### EXERCISE OBJECTIVE
Edit the data below, changing "single line" to "one line" everywhere and leaving everything else the same.

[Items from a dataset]
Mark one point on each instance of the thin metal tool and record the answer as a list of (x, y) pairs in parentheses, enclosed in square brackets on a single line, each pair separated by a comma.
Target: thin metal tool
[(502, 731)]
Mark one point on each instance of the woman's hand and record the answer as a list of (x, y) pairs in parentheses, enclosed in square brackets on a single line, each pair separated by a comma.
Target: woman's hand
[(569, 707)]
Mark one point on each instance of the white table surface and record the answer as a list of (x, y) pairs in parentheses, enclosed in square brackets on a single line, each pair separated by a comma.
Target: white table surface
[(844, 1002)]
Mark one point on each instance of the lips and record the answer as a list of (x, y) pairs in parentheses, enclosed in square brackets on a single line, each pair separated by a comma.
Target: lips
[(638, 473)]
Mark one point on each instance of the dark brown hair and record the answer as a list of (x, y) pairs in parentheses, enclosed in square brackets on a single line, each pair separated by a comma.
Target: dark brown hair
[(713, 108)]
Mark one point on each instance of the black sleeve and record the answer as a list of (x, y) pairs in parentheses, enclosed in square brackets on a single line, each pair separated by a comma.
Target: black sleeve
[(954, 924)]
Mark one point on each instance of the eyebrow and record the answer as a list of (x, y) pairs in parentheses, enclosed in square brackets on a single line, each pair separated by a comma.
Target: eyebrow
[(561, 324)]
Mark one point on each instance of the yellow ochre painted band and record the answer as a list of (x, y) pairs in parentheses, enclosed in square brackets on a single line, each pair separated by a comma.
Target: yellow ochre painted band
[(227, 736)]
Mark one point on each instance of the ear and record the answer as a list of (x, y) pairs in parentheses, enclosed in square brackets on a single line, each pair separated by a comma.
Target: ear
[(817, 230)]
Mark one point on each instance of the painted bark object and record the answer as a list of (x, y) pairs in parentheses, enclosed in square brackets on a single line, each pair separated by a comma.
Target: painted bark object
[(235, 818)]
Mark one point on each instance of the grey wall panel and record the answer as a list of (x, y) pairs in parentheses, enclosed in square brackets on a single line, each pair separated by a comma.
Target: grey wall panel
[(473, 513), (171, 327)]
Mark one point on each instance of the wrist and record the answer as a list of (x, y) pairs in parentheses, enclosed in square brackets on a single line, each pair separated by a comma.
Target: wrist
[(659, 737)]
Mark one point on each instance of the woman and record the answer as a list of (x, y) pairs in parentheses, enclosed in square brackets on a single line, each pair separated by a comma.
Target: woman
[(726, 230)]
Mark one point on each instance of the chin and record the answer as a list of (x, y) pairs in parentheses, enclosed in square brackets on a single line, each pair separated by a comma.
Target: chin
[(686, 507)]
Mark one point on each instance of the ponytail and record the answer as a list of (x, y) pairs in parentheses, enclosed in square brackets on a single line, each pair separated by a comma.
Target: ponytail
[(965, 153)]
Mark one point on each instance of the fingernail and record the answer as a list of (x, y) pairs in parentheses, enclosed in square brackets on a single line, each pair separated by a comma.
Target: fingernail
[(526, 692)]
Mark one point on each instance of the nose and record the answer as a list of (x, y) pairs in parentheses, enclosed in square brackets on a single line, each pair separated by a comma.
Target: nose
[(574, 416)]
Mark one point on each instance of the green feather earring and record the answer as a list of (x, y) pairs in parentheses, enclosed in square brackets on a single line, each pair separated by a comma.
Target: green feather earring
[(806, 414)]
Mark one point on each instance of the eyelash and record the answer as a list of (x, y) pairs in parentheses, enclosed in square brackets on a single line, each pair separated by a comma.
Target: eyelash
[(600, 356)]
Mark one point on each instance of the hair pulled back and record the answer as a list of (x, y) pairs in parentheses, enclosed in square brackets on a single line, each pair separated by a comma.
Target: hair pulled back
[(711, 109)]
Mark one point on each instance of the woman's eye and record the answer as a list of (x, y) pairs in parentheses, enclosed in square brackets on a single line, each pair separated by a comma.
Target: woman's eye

### WRITTEN ANSWER
Mark one point on each instance of the thin metal tool and record the answer as a list of (x, y) pairs in parentheses, enclosed in square brackets on a one line, each pair separated by a comma.
Target: thin metal tool
[(502, 731)]
Mark one point on each instance of the woman's hand and record the answer as a list of (x, y) pairs in parentheses, enclosed in square brackets on a one line, each pair separated by a comma.
Target: woman's hand
[(569, 707)]
Mark one point on each instance of the white table surface and record the answer as a list of (x, y) pairs in parentheses, enclosed in square brackets on a one line, each pair separated by a comma.
Target: white table surface
[(844, 1002)]
Mark one point on each instance of the lips and record the answer as a list of (x, y) pairs in parentheses, enclosed in square brackets on a one line, each pair separated by a comma.
Target: lips
[(638, 473)]
Mark one point on each instance of the dark brown hair and record the answer as a list of (x, y) pairs in parentheses, enclosed in square brackets on a one line, each pair separated by a comma.
Target: dark brown hair
[(713, 108)]
Mark one point on each instance of the black sleeve and record the answer as a list of (x, y) pairs in parentheses, enclosed in square brackets on a one line, each pair separated by a comma.
Target: black sleeve
[(954, 924)]
Mark one point on each instance of the eyebrow and record the answer as a list of (x, y) pairs in parentheses, enclosed in square brackets on a one line, each pair separated by a comma.
Target: eyebrow
[(561, 324)]
Mark one point on each instance of the yellow ochre painted band and record the answer as a list of (x, y) pairs in parentheses, enclosed in square brackets on a one line, each pair separated by a comma.
Target: yellow ochre painted band
[(227, 736)]
Mark one point on each instance of the ear and record the answer as a list of (x, y) pairs in parentheses, enclosed in square brackets on a one line, each pair separated by a comma.
Target: ear
[(817, 230)]
Mark one point on each instance of the painted bark object and record the answer as a list of (x, y) pairs in parentheses, enclosed in square brackets on a one line, each pair separated by a comma.
Target: painted bark object
[(235, 818)]
Mark one point on each instance of the grey wall panel and record the answer as a list of (x, y) pairs in parentheses, enclosed in square brackets on a one line, each pair separated by a comma.
Target: grey wall panel
[(473, 513), (171, 327)]
Mark one point on each instance of the wrist and record the answer as a list of (x, y) pairs in parentheses, enclosed in square brackets on a one line, each pair separated by a comma.
Target: wrist
[(659, 737)]
Mark one point on each instance of the woman and record the answer as a list of (x, y) pairs in parentheses, enclosed in square brackets on a one line, each pair separated by a comma.
Target: woman
[(726, 230)]
Mark one point on each instance of the chin and record the answer as a list of (x, y) pairs in parentheses, enclosed in square brackets on a one line, each pair separated by a comma.
Target: chin
[(686, 507)]
Mark one point on each instance of the ponytail and record the answer as a list of (x, y) pairs in parentheses, enclosed in square brackets on a one line, each pair separated by a comma.
Target: ponytail
[(965, 153)]
Mark one point on each instance of the fingernail and record the answer as a list of (x, y) pairs in parentheses, enclosed in square brackets on a one line, each pair separated by a comma.
Target: fingernail
[(526, 692)]
Mark one point on each instance of the nose and record the answer as a list of (x, y) pairs in parentheses, enclosed in square brackets on a one line, each pair separated by a comma.
Target: nose
[(574, 416)]
Mark one point on each instance of the green feather earring and record the answer as a list of (x, y) pairs in parentheses, enclosed in square brackets on a one line, each pair separated by a comma.
Target: green feather earring
[(806, 414)]
Mark one point on each instance of the eyelash and record the answer as a list of (x, y) pairs in parentheses, enclosed in square brackets on a one line, each pair separated by a comma.
Target: eyelash
[(600, 356)]
Mark one point on each instance of the hair pulled back and record the answer as a list of (x, y) pairs in parentheses, enclosed in square brackets on a one line, each pair separated by a comma.
Target: hair pulled back
[(711, 109)]
Mark one point on each instance of the woman's eye and record the answer as a list of (x, y) pairs in parentheses, enclosed in square brackets on a one line, each pair separated by a comma.
Target: woman's eye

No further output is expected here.